THE DATA:
● ● ●

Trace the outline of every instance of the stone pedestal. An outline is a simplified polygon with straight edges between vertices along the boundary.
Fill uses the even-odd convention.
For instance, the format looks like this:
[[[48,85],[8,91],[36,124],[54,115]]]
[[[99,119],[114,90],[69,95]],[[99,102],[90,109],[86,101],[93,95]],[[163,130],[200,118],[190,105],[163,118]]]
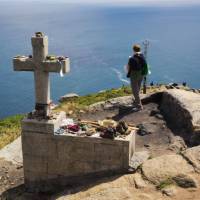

● ● ●

REQUIREMENTS: Copy every row above verbatim, leaving the picture out of your output.

EXERCISE OUTPUT:
Trace the outline of every instance of the stone pedestal. An outline is a simplified polygon with straight edges between vertices along the boundary.
Fill uses the even-odd convention.
For instance, the format looks like this:
[[[48,85],[8,91],[36,124],[54,115]]]
[[[99,119],[114,90],[69,95]],[[99,102],[90,109],[86,101],[93,95]],[[163,130],[200,118],[190,105],[163,118]]]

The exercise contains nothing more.